TEXTE À LIRE:
>>>>

Dans Unpacking (2021), nous déballons les affaires d’un inconnu à chacun de ses déménagements. Sans qu’on ne le voit ni ne l’entende, on va pourtant apprendre à le connaître et à s’attacher à cette personne par les objets cumulés au fil des années. On constatera par exemple qu’une peluche la suivra dans tous ses déplacements et qu’il va ajouter à sa collection toujours plus de souvenirs de voyages. Au fil des colocations et des histoires d’amour, des hobbies et des espaces gagnés ou perdus, du parcours scolaire puis professionnel, les contours d’une personnalité propre se dessineront peu à peu. Dans ce jeu, le soin est surtout porté aux bruitages. Selon le support où vous poserez chaque objet, un son différent sera produit (une brosse à cheveux posée sur un rebord de lavabo n’aura pas le même bruit qu’un ordinateur posé sur un canapé). Le joueur peut disposer chaque objet où bon lui semble, hormis quelques rares exceptions, et s’amuser à tester différents emplacements autant de fois qu’il le souhaite. Au fil des déballages, il prendra plaisir à découvrir des nouveautés ou à retrouver des trésors cumulés depuis l’enfance du protagoniste.

Nous pouvons classer les jeux récents suivants dans six catégories différentes. Pour Loodlenaut (2023) et Fresh Start (2022), le joueur évolue dans un monde pollué et sa mission sera de le nettoyer avec quelques outils faciles à prendre en main, comme un aspirateur pour faire disparaître d’une façon pacifique les détritus. En prenant soin de la faune et de la flore locale, l’environnement gagnera en superbe et le lui rendra bien. Pour Outbound et Fruitbus (2024), le joueur voyage à bord d’un véhicule qu’il peut aménager à sa guise au fil des techniques qu’il cumulera. Il y est surtout question d’explorations et de découvertes de nouveaux paysages dans un open world sans menace. Pour Creatures of Ava (2024) et Paleo Pines (2023), le joueur va toujours voyager, mais cette fois-ci pour aller à la rencontre de créatures amicales. Il aura en main des outils pour, d’abord, communiquer avec eux, puis pour les entretenir. Il sera ensuite possible d’en faire des montures et d’emprunter leurs aptitudes pour passer des obstacles !

Pour Witchbrook et Fields of Mistria (2024), on incarne un personnage vivant un quotidien dépaysant. Que l’on soit dans la peau d’une sorcière ou d’une fermière, on n’a jamais le temps de s’ennuyer ! Ils s’inspirent notamment de Stardew Valley. Pour Mika and the Witch’s Mountain (2025) et Loco Moto (2025), on voyage sans pour autant trop s’éloigner de son chez soi. On rend alors service à son voisinage par des petites missions. Pour Hoa (2021) et la licence Frog Detective (2018-2022), il est question de concepts autres.

<<<<

CONSIGNES:
**A)** Dans le texte sur les jeux vidéo, comment arrive-t-on à connaître le personnage d'Unpacking alors qu'on ne le voit ni ne l'entend jamais ? Répondez en une à trois phrases.
**B)** Reprenez le texte sur les jeux vidéo juste après sa dernière phrase et poursuivez-le.

[Liste de données]
>>>>

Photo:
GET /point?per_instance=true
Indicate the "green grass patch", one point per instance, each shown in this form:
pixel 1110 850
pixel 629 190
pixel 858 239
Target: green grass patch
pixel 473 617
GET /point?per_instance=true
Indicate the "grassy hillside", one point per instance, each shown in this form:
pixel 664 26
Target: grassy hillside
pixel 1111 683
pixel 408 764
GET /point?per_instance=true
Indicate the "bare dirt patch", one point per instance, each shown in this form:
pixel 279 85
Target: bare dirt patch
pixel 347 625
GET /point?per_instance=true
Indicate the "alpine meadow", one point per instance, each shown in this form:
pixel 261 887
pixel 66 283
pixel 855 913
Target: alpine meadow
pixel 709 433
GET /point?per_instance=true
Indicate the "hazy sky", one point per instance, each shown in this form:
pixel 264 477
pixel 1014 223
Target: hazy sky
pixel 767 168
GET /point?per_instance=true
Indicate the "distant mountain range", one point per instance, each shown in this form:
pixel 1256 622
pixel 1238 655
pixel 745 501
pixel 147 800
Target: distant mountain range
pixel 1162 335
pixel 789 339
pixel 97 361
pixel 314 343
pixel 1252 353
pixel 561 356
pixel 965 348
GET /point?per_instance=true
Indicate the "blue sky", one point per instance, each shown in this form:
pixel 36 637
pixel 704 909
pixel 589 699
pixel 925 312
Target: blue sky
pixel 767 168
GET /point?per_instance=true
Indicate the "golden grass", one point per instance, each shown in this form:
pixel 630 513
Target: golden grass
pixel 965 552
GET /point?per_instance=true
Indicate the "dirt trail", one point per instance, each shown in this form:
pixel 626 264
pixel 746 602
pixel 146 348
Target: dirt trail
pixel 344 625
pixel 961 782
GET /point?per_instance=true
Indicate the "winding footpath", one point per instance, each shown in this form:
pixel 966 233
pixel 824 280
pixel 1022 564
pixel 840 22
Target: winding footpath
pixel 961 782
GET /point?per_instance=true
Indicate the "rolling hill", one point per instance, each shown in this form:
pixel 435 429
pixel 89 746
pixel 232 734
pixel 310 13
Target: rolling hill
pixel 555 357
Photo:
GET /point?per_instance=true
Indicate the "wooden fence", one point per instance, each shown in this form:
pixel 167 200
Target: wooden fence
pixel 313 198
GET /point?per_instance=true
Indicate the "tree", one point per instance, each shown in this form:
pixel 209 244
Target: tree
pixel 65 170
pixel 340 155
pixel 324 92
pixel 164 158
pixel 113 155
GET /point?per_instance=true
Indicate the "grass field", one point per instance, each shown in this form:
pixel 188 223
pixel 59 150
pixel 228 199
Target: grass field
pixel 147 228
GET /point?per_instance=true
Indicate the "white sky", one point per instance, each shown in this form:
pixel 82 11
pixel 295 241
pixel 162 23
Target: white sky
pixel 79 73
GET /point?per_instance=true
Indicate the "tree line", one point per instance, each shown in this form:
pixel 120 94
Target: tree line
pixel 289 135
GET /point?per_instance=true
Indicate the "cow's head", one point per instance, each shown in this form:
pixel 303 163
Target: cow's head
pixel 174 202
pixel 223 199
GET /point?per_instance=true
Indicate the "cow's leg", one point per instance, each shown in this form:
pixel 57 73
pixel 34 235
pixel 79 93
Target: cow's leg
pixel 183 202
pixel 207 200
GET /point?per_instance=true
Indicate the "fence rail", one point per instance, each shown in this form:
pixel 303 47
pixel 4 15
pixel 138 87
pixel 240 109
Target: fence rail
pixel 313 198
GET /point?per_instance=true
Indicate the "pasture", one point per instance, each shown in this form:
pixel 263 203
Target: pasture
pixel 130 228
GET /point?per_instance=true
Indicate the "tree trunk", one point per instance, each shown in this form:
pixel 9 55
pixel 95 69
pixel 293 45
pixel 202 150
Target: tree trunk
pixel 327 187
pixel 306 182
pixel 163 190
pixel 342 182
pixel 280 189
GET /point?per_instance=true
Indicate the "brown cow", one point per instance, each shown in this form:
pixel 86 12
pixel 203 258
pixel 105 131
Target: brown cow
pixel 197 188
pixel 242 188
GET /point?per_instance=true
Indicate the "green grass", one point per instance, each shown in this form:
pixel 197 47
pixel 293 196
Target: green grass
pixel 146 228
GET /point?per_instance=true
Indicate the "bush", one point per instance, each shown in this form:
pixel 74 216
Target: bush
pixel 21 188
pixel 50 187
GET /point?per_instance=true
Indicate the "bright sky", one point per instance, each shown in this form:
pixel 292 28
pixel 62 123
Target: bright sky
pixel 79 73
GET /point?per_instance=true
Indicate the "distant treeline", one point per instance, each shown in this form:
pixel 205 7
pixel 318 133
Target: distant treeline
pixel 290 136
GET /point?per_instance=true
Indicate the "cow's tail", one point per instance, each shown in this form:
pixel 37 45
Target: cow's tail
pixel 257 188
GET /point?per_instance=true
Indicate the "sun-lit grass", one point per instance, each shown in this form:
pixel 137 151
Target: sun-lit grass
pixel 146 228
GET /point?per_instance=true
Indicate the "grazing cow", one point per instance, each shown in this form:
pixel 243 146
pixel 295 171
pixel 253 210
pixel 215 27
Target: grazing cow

<<<<

RÉSULTATS ATTENDUS:
**A)** On apprend à le connaître grâce aux objets qu'il a accumulés au fil des années et qu'on déballe à chacun de ses déménagements. Peu à peu, ces affaires dessinent les contours de sa personnalité.

**B)**
La majorité des jeux cozy sont reconnaissables dès la jaquette par la présence d’un héros (souvent une héroïne) souriant ou d’un groupe de personnages à l’air amicaux. C’est pourquoi dans le spin-off de Professeur Layton nous suivons une jeune détective, dans Dreamlight Valley une femme créative et dans les jeux Princess Peach nous suivons la princesse du royaume champignon. Dans les séries My Sims et Tamagotchi, bien qu’il existe des personnages sexués, le joueur n’a pas d’identité distincte. Qu’importe ces accessoires genrés, ils n’influenceront ni le scénario ni le rapport avec les autres avatars.

Cozy game = Faux jeux vidéo ?

Les catégories de cozy gamers

L’univers cozy s’étend jusqu’à la réalité au travers de streamers. Ceux spécialisés dans ce genre de jeux peuvent se retrouver dans deux grandes catégories d’ambiances : les codes girly (astres, magie, papillons, chats…) ou un décor évoquant la nature (plantes, bois, ours, grenouilles…). On remarque chez la première des touches plus ou moins prononcées de rose dragée et/ou violet lilas et des goodies Sailor Moon, Kirby ou Sanrio ; la seconde catégorie aura une dominance de vert jade et/ou marron sépia accompagnée de goodies Zelda, Animal Crossing ou Ghibli. Les Pokémon de type Fée et Plante y trouvent chacun leur compte. Les deux ambiances peuvent facilement se mélanger ou s’adapter au fil des saisons (notamment pour Halloween, Noël et Pâques) et des jeux mis en valeur mais pour rester en territoire connu. Les changements ne seront de préférence pas trop abrupts. De manière générale, on constate une dominance de blanc et la volonté d’un décor épuré dans les deux ambiances.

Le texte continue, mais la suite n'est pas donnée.